YOUR GOAL -> Which lines in the data below contain the string "corrugated"? Report each of those lines in full, and treat uppercase and lowercase letters as different.

DATA FOR THIS TASK ->
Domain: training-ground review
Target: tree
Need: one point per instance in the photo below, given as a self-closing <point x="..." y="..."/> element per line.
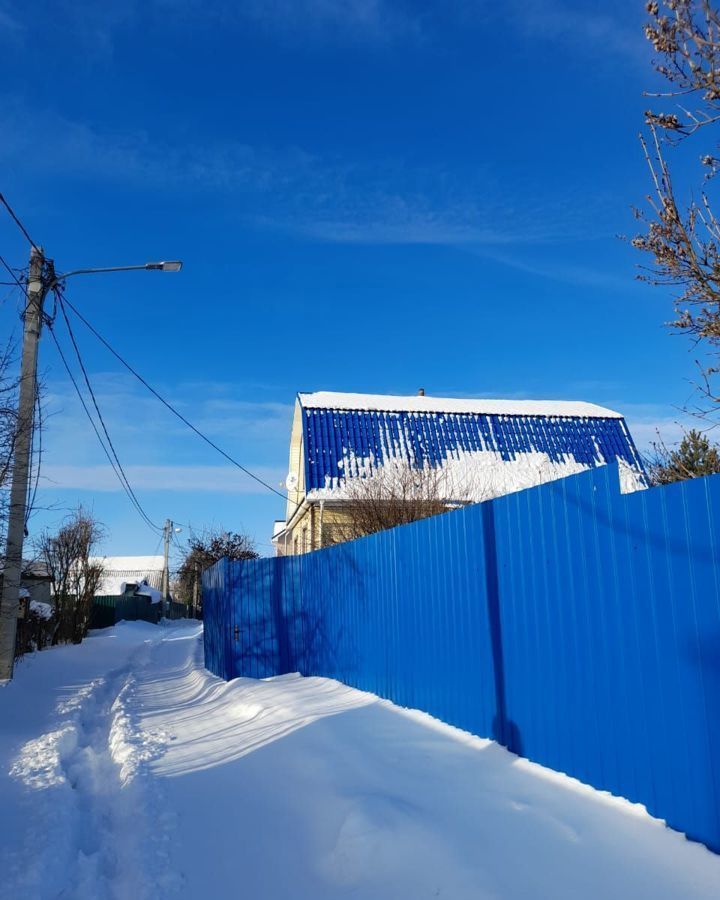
<point x="684" y="239"/>
<point x="203" y="551"/>
<point x="399" y="492"/>
<point x="76" y="579"/>
<point x="696" y="456"/>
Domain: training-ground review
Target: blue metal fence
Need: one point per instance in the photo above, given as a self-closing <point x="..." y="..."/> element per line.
<point x="577" y="626"/>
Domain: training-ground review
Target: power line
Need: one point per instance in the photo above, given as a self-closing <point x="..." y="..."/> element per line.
<point x="95" y="429"/>
<point x="18" y="222"/>
<point x="124" y="477"/>
<point x="170" y="406"/>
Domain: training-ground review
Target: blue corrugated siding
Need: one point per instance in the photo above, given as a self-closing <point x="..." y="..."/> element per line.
<point x="331" y="436"/>
<point x="578" y="626"/>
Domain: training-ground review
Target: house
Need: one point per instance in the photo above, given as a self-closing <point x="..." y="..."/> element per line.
<point x="479" y="448"/>
<point x="35" y="581"/>
<point x="123" y="574"/>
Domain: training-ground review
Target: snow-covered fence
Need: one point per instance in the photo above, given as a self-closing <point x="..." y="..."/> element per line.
<point x="578" y="626"/>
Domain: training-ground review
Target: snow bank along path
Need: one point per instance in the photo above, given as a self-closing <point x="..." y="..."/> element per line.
<point x="128" y="771"/>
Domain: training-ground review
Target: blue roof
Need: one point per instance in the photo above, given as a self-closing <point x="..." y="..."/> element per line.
<point x="332" y="435"/>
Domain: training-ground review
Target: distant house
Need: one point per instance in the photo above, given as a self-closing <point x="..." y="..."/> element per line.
<point x="129" y="574"/>
<point x="486" y="448"/>
<point x="35" y="581"/>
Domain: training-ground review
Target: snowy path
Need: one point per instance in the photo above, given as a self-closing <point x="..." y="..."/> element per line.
<point x="130" y="772"/>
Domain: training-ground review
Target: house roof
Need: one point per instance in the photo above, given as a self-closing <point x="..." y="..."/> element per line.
<point x="481" y="406"/>
<point x="31" y="568"/>
<point x="121" y="570"/>
<point x="346" y="435"/>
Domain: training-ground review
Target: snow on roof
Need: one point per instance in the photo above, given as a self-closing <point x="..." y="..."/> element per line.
<point x="416" y="403"/>
<point x="133" y="563"/>
<point x="121" y="570"/>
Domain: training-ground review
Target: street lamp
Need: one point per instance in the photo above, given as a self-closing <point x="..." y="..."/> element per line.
<point x="171" y="265"/>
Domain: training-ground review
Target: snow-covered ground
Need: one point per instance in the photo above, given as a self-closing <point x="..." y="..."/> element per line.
<point x="128" y="771"/>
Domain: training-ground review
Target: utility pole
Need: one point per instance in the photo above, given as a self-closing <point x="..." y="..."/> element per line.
<point x="38" y="283"/>
<point x="167" y="534"/>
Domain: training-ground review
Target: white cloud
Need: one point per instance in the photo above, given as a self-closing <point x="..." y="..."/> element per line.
<point x="381" y="202"/>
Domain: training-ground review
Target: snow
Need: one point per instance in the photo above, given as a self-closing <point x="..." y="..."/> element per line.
<point x="144" y="590"/>
<point x="415" y="403"/>
<point x="42" y="610"/>
<point x="465" y="477"/>
<point x="129" y="772"/>
<point x="118" y="570"/>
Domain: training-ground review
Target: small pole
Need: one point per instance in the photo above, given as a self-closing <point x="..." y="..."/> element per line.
<point x="167" y="533"/>
<point x="196" y="590"/>
<point x="37" y="287"/>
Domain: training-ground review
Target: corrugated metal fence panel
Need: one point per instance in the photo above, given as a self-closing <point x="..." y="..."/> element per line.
<point x="577" y="626"/>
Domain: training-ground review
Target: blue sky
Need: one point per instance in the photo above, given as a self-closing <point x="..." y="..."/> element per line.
<point x="368" y="195"/>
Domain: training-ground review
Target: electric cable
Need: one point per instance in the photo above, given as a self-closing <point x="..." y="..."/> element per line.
<point x="133" y="500"/>
<point x="86" y="377"/>
<point x="169" y="406"/>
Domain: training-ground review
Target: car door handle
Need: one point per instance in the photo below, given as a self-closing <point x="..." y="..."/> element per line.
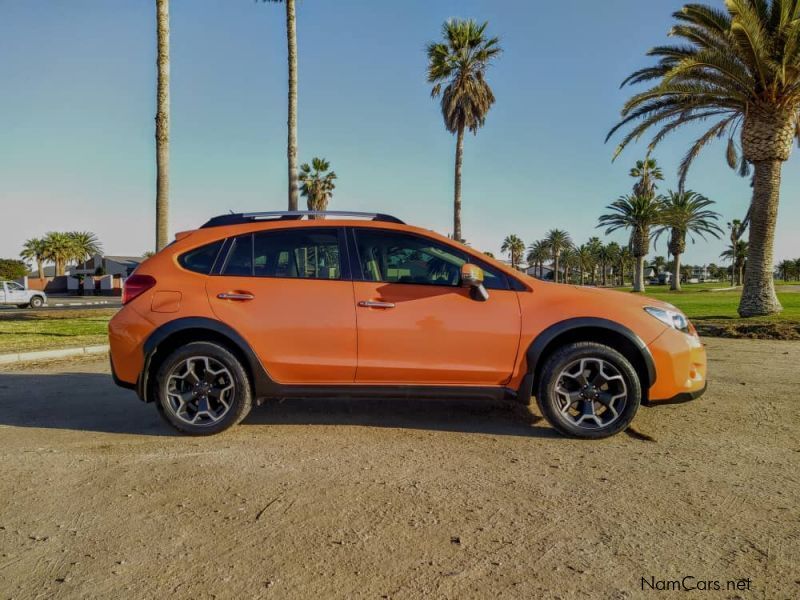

EXERCISE OUTPUT ->
Target: blue corrugated siding
Target: corrugated metal fence panel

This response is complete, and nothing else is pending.